Short task: Copy out the entries below word for word, starting at the line that contains "[ ] locate the black sneaker" and ending at the last line of the entries, with both of those lines included.

[Start]

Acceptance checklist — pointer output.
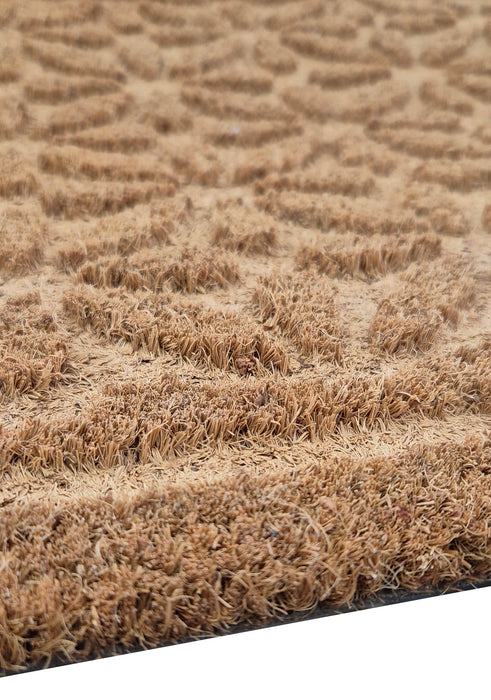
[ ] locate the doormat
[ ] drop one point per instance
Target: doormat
(245, 321)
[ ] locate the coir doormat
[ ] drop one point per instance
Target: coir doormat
(245, 328)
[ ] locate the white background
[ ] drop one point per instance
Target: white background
(432, 648)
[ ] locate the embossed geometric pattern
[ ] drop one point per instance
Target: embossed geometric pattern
(245, 264)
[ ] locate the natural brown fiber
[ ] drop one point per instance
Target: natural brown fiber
(245, 337)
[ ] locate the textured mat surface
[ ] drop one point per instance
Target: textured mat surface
(245, 336)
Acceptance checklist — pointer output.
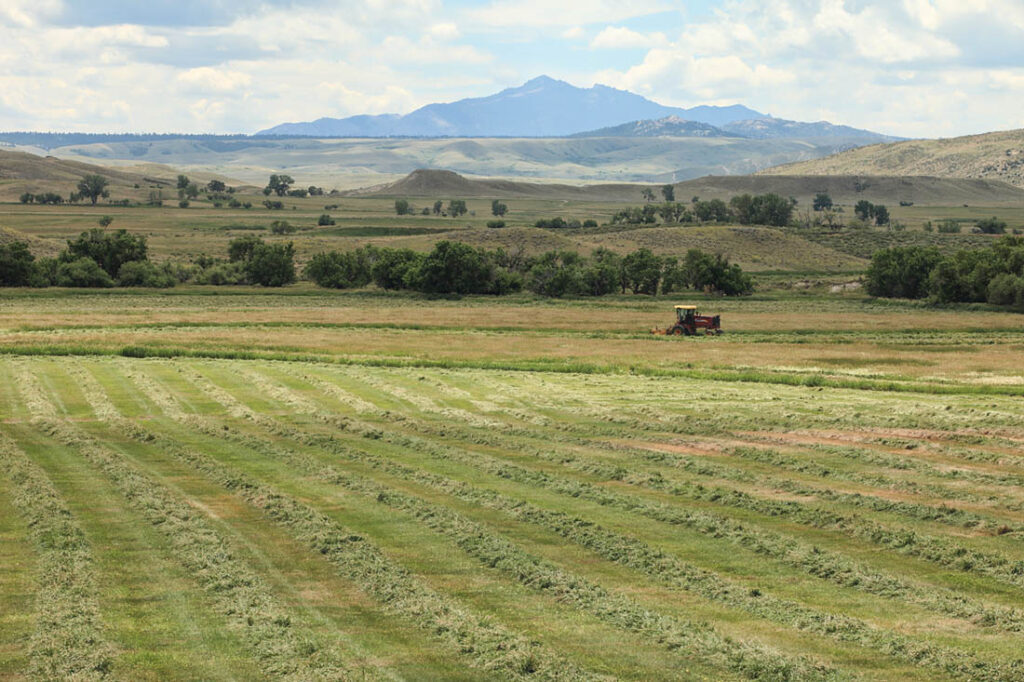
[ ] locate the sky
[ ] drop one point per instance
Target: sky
(910, 68)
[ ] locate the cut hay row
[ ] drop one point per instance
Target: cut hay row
(803, 556)
(484, 644)
(940, 551)
(283, 650)
(611, 546)
(808, 558)
(69, 640)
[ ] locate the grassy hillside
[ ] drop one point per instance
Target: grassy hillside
(997, 156)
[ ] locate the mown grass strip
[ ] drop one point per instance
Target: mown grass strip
(486, 645)
(611, 546)
(556, 366)
(283, 651)
(69, 641)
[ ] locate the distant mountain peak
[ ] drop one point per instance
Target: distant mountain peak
(543, 107)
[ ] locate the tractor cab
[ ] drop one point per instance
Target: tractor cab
(685, 312)
(689, 322)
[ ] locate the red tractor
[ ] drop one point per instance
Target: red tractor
(688, 321)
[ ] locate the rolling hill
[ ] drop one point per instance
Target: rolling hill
(541, 108)
(847, 189)
(997, 156)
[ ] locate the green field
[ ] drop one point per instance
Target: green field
(243, 484)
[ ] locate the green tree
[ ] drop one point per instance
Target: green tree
(271, 264)
(991, 225)
(16, 264)
(457, 207)
(392, 268)
(881, 215)
(93, 186)
(82, 272)
(279, 184)
(455, 267)
(241, 249)
(641, 271)
(109, 250)
(901, 271)
(864, 210)
(340, 269)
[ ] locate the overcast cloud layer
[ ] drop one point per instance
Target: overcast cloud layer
(913, 68)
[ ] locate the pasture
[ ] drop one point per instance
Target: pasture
(228, 483)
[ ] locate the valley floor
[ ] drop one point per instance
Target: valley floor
(256, 485)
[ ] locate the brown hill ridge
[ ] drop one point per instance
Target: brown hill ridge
(844, 188)
(997, 156)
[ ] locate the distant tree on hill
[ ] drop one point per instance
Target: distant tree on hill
(457, 207)
(279, 184)
(992, 225)
(864, 210)
(93, 186)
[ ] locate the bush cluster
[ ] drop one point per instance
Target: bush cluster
(994, 274)
(454, 267)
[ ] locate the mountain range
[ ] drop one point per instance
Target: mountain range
(548, 108)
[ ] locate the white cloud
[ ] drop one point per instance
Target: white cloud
(621, 37)
(547, 14)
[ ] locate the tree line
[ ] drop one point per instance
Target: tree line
(994, 274)
(455, 267)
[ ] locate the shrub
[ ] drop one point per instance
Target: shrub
(991, 225)
(222, 273)
(271, 264)
(455, 267)
(16, 264)
(1007, 289)
(392, 267)
(83, 272)
(144, 273)
(109, 250)
(282, 227)
(339, 269)
(901, 271)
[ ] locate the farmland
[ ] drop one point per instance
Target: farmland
(244, 484)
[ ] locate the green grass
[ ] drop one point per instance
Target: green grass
(391, 487)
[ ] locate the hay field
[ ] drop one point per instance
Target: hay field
(307, 485)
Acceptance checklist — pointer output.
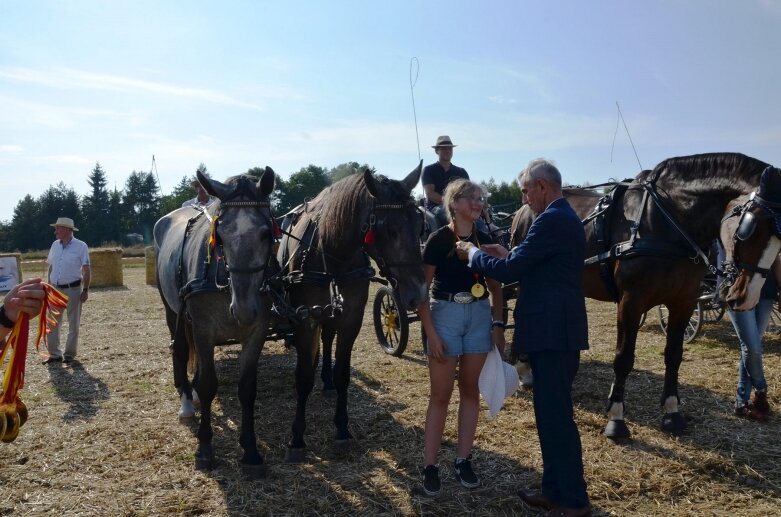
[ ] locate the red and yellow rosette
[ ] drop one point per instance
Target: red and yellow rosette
(13, 412)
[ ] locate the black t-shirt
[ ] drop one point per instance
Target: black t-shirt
(452, 275)
(435, 175)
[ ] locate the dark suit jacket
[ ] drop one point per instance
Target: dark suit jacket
(551, 310)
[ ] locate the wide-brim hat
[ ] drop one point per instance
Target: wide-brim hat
(65, 222)
(444, 141)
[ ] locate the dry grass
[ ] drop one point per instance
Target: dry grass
(103, 437)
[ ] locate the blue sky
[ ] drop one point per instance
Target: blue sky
(286, 84)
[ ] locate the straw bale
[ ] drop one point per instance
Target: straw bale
(151, 265)
(106, 267)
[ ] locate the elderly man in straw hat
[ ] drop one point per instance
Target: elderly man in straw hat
(436, 176)
(202, 200)
(69, 272)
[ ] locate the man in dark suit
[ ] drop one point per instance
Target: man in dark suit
(551, 328)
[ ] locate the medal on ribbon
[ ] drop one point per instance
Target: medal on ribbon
(478, 289)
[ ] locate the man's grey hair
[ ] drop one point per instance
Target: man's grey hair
(541, 169)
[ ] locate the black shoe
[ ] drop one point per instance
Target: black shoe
(465, 474)
(431, 483)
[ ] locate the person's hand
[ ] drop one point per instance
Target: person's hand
(495, 250)
(25, 297)
(436, 347)
(462, 249)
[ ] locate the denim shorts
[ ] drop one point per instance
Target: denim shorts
(465, 328)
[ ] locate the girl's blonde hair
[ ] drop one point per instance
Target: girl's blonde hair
(456, 190)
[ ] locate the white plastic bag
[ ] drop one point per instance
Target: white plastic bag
(498, 380)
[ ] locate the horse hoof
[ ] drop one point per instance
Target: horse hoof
(673, 423)
(617, 430)
(295, 455)
(253, 471)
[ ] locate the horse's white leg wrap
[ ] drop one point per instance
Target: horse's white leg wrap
(616, 411)
(187, 410)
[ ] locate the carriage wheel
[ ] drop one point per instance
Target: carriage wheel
(712, 312)
(390, 322)
(692, 328)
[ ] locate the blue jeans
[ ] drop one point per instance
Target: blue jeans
(750, 327)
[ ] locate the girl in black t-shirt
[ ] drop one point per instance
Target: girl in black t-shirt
(461, 326)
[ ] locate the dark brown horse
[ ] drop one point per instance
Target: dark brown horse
(326, 272)
(650, 245)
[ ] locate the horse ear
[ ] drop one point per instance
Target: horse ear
(267, 181)
(371, 183)
(413, 177)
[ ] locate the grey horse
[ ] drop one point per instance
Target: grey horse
(211, 264)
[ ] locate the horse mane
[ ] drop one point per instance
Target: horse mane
(708, 166)
(344, 207)
(340, 205)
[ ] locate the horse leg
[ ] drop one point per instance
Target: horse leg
(307, 339)
(180, 351)
(628, 321)
(672, 421)
(204, 454)
(344, 346)
(326, 373)
(251, 462)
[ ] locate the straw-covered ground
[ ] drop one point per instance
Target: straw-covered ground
(103, 436)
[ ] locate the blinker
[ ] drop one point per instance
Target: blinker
(746, 226)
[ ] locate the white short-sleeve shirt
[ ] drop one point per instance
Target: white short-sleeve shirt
(66, 261)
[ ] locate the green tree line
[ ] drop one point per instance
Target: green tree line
(117, 217)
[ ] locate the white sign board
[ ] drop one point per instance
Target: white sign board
(9, 274)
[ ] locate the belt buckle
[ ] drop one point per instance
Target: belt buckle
(463, 297)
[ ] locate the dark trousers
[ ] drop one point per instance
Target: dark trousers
(562, 456)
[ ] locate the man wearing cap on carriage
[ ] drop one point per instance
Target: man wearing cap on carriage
(202, 199)
(436, 176)
(69, 272)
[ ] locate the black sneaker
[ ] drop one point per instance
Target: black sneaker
(465, 474)
(431, 483)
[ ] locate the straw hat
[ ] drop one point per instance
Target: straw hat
(443, 141)
(65, 222)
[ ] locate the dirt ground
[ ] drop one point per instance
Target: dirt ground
(103, 436)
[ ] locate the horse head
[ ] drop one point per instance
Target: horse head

[End]

Solution to the exercise:
[ ] locate the black sneaker
[ ] drop one point per instance
Target: black sneaker
(465, 474)
(431, 483)
[ ] locate the straw hat
[ ] drop one point per instance
Target: straw hat
(443, 141)
(65, 222)
[ ] locate the dirt ground
[ ] drop one point per instance
Target: dirt ground
(103, 436)
[ ] locate the horse head
[ ] drop one point per instance
Target: horse head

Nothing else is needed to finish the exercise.